_Text extract_
· · · · · · ·
At any time at least five days prior to the Closing Date, Buyer,
in
its discretion by written notice to Sellers, may exclude from
being assigned
pursuant hereto any Contracts, other than Contracts described in
Section 8.2,
and such Contracts shall not constitute Seller Agreements, and
Buyer shall not
acquire any rights or assume any Liabilities with respect
thereto. Upon Buyer's
reasonable request, and, as applicable, in accordance with the
Sale Order,
Sellers shall provide additional detailed information as to the
Liabilities
under the Contracts sufficient for Buyer to make an informed
assessment whether
to accept an assignment and assumption of such Contracts
hereunder.
At any time prior to three business days prior to the date of
the
auction provided for in the Sale Procedures Order (the "Auction
Date"), Buyer
may, in its discretion by written notice to Sellers, designate
any of the
Purchased Assets as additional Excluded Assets, which notice
shall set forth in
reasonable detail the Purchased Assets so designated. Buyer
acknowledges and
agrees that there shall be no reduction in the Purchase Price if
it elects to
designate any Purchased Assets as Excluded Assets.
· · · · · · ·
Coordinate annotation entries
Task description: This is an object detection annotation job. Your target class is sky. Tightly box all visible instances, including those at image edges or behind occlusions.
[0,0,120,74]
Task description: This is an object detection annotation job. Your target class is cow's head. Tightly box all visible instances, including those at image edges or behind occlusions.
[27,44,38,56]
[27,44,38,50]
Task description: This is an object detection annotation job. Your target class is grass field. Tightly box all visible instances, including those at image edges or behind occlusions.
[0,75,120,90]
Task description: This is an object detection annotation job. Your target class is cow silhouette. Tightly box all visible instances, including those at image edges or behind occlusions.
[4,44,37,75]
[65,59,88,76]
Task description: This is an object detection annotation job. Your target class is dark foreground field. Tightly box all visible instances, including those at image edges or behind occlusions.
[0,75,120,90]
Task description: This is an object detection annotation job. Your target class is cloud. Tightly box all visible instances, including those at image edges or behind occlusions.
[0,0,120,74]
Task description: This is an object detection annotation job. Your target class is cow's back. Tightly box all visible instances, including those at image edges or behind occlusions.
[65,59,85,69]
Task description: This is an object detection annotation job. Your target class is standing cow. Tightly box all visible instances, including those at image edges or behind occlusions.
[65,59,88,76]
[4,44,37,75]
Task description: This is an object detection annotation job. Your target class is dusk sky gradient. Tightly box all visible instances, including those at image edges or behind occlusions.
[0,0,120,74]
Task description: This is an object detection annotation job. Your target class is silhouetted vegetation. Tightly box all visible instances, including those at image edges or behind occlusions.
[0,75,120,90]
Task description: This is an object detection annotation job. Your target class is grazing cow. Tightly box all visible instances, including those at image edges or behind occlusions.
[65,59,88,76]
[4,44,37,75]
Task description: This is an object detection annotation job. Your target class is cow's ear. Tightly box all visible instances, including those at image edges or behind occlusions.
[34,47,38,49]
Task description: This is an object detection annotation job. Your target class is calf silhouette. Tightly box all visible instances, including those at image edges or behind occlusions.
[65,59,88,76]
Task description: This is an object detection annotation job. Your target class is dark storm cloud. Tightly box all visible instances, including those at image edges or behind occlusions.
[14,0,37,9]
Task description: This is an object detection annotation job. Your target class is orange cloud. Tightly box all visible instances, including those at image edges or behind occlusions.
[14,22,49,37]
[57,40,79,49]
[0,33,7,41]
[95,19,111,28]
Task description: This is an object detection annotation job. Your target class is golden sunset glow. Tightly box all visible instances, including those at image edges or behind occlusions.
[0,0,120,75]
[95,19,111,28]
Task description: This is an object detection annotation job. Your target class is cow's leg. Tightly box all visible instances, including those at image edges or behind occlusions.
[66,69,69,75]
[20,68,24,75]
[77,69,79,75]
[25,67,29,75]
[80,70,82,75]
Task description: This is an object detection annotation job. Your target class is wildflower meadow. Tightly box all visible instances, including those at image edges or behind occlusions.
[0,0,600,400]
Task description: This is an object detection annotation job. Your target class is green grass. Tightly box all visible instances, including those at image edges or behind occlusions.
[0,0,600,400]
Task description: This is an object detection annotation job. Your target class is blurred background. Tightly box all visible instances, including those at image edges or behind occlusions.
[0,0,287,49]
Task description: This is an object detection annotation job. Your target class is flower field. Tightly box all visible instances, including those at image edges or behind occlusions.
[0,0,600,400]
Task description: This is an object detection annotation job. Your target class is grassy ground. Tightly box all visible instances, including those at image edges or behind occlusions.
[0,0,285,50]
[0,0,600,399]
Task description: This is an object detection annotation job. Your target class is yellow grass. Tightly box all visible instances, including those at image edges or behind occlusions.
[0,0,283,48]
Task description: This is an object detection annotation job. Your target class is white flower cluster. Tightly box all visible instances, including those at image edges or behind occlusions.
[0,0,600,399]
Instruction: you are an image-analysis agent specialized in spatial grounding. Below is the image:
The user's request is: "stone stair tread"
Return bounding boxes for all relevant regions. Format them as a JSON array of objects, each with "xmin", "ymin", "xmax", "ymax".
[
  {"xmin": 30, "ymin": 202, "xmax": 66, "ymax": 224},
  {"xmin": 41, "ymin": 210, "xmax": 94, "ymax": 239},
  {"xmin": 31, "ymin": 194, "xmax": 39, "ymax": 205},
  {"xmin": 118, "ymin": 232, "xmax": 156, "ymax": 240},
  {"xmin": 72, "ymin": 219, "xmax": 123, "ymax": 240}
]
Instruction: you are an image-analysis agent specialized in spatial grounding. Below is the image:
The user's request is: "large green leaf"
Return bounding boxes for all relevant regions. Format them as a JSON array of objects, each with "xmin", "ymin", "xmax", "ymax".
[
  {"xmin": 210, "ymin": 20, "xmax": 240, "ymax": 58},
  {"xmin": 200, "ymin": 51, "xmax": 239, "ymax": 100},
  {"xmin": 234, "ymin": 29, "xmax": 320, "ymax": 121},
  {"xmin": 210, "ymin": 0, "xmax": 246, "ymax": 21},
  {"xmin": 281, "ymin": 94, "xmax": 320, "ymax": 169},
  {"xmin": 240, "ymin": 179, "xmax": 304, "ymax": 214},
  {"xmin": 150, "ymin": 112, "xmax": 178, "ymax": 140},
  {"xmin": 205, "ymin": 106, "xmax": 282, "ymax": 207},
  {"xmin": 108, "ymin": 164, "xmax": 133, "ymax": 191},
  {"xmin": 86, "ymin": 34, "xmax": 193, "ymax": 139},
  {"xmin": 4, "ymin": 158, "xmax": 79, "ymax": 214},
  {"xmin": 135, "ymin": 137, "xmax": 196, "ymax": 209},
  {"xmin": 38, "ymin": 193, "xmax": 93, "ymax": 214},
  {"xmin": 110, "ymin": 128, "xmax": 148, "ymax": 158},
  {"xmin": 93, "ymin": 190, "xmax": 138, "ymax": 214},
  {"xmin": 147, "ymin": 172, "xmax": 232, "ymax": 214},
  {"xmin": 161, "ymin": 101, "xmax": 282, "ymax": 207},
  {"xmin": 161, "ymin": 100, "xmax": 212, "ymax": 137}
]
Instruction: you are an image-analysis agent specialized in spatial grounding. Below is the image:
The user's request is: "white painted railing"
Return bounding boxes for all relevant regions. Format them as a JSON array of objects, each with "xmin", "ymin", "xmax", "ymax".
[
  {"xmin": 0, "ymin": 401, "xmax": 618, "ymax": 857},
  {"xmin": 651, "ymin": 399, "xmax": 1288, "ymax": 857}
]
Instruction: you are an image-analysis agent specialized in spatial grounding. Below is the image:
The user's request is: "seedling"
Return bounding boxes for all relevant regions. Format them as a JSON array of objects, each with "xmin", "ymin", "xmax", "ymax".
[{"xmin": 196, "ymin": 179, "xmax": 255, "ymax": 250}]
· · · · · · ·
_Task list_
1. Which lines of the listing contain the word "dark"? Gather each of them and copy it out in full.
2. How might the contract passage on excluded contracts and assets go on? Continue it, starting right after its final sentence.

_Answers by task_
1.
Task description: This is an object detection annotation job. Your target class is dark foreground field. Tightly box all visible instances, including those at image edges or behind occlusions.
Task description: This is an object detection annotation job. Your target class is dark storm cloud. Tightly box all visible instances, including those at image edges or behind occlusions.

2.
Notwithstanding any other
provision hereof, the Liabilities of Sellers under or related to
any Purchased
Asset excluded under this paragraph will constitute Excluded
Liabilities.
2.2 EXCLUDED ASSETS. Notwithstanding the provisions of Section
2.1, the
Purchased Assets shall not include the following (herein
referred to as the
"Excluded Assets"):
(a) all minute books and capital stock transfer books and the
corporate
seal, if any, of Sellers;
(b) all refunds of any Tax for which any Seller is liable
pursuant to
Section 8.1;
(c) any Contracts not listed or described in Schedule 2.1(e), as
the same
may be supplemented pursuant to Section 2.5;
(d) the assets listed in Schedule 2.2(d);
(e) The following shall be Excluded Assets: all Avoidance
Actions, the
Winget Actions, the Excluded Action and each Seller's rights,
claims and Actions
against third parties relating to the Business or the Purchased
Assets which (1)
might arise in connection with the discharge by Sellers of the
Excluded
Liabilities or (2) are pending Actions as of the Closing Date;
provided,
however, that subject to the limitation, if any, expressly set
forth in the
Settlement Agreement, this clause (2) shall not include the
Actions for
infringement of Intellectual Property rights against Autoliv
ASP, Inc. and
Delphi Corporation pending in the United States District Court
for the Eastern
District of Michigan;
(f) the capital stock, membership interests or other equity
interests of
any domestic Subsidiaries (each a "Non-Transferred Subsidiary")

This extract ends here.